===== INFORMATION

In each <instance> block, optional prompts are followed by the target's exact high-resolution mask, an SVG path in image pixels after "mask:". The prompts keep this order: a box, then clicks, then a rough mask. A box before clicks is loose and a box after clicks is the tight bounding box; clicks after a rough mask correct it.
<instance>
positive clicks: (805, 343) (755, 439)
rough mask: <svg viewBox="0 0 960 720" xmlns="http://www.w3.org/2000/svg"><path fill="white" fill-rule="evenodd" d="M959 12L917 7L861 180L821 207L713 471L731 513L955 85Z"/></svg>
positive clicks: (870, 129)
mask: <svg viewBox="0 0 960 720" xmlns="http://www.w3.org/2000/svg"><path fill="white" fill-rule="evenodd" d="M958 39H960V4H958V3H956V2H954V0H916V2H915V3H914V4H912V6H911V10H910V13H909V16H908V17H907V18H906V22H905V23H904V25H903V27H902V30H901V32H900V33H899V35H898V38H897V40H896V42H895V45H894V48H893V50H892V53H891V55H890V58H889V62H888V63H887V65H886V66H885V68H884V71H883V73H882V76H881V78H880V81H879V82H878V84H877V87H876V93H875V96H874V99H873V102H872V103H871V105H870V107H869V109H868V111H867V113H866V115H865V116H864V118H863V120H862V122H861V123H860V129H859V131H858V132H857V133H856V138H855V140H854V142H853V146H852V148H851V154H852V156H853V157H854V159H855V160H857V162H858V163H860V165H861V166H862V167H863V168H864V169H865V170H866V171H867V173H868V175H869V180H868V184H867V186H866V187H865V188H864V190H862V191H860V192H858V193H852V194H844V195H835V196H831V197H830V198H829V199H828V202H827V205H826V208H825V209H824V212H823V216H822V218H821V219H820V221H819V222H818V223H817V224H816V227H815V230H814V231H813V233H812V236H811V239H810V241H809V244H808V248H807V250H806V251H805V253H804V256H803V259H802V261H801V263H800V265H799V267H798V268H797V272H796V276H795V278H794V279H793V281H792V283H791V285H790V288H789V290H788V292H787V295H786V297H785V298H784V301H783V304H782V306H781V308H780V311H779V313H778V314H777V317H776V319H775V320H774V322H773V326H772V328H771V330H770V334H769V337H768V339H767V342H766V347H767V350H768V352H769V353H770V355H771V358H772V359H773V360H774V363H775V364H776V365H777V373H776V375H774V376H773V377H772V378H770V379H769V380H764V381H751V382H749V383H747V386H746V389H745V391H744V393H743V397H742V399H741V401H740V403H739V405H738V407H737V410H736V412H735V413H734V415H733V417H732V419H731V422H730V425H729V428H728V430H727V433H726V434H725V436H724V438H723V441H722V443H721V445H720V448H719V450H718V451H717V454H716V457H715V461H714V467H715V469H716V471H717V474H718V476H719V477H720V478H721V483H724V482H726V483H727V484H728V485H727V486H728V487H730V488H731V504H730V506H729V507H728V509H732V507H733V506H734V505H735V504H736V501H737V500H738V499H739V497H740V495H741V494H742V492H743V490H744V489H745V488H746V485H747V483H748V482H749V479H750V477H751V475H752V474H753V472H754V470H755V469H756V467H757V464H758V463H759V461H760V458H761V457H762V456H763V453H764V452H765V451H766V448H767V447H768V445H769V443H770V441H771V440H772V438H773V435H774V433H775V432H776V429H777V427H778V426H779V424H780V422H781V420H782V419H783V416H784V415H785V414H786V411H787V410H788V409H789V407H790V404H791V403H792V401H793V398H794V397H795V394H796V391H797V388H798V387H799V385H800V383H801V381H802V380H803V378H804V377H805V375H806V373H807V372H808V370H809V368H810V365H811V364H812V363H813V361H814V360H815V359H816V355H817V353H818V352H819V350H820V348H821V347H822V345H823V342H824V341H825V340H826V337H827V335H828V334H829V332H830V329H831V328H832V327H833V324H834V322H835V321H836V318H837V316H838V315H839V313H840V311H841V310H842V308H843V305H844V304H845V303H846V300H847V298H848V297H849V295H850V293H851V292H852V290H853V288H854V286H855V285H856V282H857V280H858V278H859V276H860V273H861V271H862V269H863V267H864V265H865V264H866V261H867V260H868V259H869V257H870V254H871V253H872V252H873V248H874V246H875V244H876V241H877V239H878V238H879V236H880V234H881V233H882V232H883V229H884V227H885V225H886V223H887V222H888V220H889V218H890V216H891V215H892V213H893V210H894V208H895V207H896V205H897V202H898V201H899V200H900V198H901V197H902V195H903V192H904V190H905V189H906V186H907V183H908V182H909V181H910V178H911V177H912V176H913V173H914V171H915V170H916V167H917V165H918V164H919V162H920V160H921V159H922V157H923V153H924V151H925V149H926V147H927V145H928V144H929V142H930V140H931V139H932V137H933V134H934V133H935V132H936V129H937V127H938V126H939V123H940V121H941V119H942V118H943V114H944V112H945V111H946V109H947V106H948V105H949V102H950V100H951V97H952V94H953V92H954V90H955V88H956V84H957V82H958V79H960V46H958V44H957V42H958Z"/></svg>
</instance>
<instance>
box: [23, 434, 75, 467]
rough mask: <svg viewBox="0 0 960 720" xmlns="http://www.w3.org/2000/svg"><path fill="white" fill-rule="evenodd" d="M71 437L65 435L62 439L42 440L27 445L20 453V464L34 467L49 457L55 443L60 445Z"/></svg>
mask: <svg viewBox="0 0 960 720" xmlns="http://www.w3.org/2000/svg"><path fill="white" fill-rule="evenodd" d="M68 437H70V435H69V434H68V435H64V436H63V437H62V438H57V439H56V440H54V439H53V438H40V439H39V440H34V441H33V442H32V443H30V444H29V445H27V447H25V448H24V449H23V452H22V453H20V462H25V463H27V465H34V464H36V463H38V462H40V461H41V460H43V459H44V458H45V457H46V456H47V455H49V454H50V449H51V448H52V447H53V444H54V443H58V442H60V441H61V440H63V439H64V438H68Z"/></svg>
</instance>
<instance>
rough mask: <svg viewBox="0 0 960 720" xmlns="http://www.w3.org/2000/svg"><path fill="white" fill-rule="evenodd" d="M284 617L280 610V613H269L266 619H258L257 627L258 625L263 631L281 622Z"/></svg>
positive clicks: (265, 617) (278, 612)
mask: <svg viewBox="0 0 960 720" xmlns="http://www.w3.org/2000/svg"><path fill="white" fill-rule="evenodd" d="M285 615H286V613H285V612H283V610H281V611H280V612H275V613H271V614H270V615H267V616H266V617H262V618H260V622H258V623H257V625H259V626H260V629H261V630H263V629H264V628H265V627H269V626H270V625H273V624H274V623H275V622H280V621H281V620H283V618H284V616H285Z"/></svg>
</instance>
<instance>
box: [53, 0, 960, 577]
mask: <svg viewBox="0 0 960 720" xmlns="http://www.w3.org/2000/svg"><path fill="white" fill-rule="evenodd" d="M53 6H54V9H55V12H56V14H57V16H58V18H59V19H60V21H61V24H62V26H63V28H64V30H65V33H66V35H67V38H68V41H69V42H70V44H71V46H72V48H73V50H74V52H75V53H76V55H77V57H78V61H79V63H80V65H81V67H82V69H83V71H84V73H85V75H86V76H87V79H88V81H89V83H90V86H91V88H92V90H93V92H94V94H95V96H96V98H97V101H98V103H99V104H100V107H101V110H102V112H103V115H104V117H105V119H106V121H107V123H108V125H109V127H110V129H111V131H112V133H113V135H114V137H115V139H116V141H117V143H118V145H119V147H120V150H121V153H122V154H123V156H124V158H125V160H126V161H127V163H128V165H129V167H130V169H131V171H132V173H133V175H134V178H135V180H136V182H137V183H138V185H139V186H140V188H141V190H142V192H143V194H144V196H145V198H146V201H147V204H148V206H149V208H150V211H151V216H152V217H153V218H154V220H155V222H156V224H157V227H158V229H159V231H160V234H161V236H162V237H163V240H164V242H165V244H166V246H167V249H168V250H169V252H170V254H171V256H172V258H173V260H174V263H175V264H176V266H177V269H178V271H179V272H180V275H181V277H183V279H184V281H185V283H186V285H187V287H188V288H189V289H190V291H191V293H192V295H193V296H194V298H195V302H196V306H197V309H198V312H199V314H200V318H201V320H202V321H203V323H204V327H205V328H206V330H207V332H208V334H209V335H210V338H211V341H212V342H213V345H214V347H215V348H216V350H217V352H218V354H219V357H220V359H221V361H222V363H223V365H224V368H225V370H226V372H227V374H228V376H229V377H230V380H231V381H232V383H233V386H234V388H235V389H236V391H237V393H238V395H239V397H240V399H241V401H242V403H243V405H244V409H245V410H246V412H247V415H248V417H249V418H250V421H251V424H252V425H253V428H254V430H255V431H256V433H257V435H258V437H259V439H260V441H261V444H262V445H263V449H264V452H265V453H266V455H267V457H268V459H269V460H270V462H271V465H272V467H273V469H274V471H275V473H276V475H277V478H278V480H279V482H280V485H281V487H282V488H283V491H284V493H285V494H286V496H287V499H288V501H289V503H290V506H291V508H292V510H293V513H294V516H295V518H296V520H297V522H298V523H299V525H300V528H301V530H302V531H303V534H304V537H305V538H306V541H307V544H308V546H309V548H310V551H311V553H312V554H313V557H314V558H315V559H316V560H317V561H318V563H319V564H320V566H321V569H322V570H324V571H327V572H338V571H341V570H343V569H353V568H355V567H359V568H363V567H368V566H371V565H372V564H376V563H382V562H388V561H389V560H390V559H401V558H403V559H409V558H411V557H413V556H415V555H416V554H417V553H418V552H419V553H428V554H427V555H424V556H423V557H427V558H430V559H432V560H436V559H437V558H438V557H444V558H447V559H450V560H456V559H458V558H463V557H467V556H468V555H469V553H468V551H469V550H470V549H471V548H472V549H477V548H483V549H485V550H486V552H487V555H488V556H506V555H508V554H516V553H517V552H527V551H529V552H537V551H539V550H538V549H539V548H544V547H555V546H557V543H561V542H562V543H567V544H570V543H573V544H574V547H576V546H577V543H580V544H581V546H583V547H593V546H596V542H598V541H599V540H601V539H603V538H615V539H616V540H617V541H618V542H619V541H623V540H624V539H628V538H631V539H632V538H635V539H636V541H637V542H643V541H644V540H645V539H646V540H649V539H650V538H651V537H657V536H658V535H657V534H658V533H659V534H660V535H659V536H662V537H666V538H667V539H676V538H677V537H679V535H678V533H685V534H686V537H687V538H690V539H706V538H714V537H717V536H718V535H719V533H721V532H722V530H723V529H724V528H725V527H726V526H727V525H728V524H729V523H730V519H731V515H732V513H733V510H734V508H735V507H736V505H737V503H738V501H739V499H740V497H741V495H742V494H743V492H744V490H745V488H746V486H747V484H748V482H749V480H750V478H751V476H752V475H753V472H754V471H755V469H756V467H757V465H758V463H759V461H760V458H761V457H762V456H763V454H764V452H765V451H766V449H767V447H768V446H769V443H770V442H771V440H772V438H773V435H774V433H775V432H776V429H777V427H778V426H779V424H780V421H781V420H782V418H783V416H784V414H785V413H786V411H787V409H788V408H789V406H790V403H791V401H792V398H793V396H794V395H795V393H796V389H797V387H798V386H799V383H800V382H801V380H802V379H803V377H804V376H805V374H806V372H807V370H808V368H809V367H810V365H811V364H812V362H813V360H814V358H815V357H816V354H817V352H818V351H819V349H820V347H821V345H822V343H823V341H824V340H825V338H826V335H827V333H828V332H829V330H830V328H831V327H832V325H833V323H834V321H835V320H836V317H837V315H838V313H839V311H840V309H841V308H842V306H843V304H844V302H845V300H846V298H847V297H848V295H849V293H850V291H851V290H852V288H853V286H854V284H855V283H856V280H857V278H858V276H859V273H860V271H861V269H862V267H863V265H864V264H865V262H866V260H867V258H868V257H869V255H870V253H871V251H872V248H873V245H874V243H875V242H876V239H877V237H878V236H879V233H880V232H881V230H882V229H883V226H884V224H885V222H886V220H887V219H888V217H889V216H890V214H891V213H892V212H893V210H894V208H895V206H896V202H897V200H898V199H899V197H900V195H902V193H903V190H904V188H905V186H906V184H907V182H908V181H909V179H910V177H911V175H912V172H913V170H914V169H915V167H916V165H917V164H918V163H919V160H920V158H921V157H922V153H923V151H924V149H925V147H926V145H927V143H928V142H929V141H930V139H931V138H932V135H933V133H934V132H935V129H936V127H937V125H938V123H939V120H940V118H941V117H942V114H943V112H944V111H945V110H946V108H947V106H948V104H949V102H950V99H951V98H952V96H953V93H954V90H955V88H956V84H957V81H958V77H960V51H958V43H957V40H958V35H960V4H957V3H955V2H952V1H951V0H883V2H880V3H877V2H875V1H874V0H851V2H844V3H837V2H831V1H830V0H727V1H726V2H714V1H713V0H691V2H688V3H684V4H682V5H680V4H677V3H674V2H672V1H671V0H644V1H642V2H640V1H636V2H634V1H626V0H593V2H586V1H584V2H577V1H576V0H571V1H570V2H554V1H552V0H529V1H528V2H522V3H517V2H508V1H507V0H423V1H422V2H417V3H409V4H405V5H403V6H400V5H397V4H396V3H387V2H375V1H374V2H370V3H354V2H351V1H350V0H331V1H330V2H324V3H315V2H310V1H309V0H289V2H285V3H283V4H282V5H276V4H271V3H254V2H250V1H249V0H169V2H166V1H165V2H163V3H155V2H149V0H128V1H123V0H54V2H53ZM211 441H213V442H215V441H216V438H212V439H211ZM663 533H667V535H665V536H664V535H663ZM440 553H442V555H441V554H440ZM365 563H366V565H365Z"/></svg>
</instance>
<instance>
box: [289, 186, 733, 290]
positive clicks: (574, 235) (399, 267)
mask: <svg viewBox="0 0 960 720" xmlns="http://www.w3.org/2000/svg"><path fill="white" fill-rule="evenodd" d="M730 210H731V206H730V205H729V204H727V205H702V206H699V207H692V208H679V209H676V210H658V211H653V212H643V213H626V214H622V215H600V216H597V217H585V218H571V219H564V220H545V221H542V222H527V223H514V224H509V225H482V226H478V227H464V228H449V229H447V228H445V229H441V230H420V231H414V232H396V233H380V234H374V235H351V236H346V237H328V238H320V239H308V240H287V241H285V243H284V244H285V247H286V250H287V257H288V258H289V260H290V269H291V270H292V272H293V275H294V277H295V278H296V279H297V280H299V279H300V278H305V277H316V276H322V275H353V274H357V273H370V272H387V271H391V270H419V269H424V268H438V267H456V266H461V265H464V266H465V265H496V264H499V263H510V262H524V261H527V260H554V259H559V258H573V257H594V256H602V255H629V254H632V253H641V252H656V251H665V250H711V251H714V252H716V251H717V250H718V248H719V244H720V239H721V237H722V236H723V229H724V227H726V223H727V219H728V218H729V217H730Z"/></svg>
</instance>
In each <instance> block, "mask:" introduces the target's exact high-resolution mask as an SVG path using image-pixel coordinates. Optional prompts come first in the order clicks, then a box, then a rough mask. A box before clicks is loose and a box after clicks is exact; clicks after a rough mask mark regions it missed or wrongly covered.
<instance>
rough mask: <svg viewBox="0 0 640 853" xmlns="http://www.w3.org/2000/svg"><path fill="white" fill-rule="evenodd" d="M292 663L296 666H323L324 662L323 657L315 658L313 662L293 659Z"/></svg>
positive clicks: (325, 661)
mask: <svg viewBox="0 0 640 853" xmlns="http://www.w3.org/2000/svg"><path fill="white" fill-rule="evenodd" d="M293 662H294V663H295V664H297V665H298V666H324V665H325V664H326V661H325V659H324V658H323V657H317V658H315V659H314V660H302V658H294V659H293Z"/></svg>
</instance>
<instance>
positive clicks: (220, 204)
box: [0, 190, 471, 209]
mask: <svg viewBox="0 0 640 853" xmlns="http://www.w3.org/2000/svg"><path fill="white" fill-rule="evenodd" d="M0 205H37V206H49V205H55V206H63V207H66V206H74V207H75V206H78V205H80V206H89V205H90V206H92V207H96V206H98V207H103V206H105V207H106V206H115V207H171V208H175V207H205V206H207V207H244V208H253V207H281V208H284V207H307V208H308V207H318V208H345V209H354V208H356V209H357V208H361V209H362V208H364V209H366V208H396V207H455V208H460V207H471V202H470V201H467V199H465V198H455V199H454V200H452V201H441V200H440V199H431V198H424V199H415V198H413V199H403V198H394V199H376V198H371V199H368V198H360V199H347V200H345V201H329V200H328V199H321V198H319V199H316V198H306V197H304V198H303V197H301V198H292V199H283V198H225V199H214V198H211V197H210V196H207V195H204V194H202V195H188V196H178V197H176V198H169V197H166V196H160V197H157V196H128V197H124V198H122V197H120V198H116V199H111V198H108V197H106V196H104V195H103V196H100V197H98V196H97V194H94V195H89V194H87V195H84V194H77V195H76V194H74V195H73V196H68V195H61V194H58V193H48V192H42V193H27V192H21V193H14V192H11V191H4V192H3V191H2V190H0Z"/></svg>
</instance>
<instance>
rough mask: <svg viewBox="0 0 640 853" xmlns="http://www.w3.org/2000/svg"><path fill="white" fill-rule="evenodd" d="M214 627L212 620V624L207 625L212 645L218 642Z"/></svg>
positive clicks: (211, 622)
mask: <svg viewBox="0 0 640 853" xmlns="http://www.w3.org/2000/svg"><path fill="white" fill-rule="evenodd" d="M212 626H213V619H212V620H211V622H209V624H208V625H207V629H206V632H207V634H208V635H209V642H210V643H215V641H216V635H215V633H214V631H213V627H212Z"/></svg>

==========

WORK REQUEST: Edit the material from its first line through the line containing "positive clicks: (870, 129)" so that every "rough mask" becomes "coarse mask", leaving all else unchanged, and give back only those lines.

YOUR SOLUTION:
In each <instance> block, optional prompts are followed by the target's exact high-resolution mask, an SVG path in image pixels after "mask:". The prompts keep this order: a box, then clicks, then a coarse mask. A box before clicks is loose and a box after clicks is the tight bounding box; clicks after a coarse mask correct it.
<instance>
positive clicks: (805, 343) (755, 439)
coarse mask: <svg viewBox="0 0 960 720" xmlns="http://www.w3.org/2000/svg"><path fill="white" fill-rule="evenodd" d="M959 12L917 7L861 180L821 207L713 471L731 513L955 85Z"/></svg>
positive clicks: (870, 129)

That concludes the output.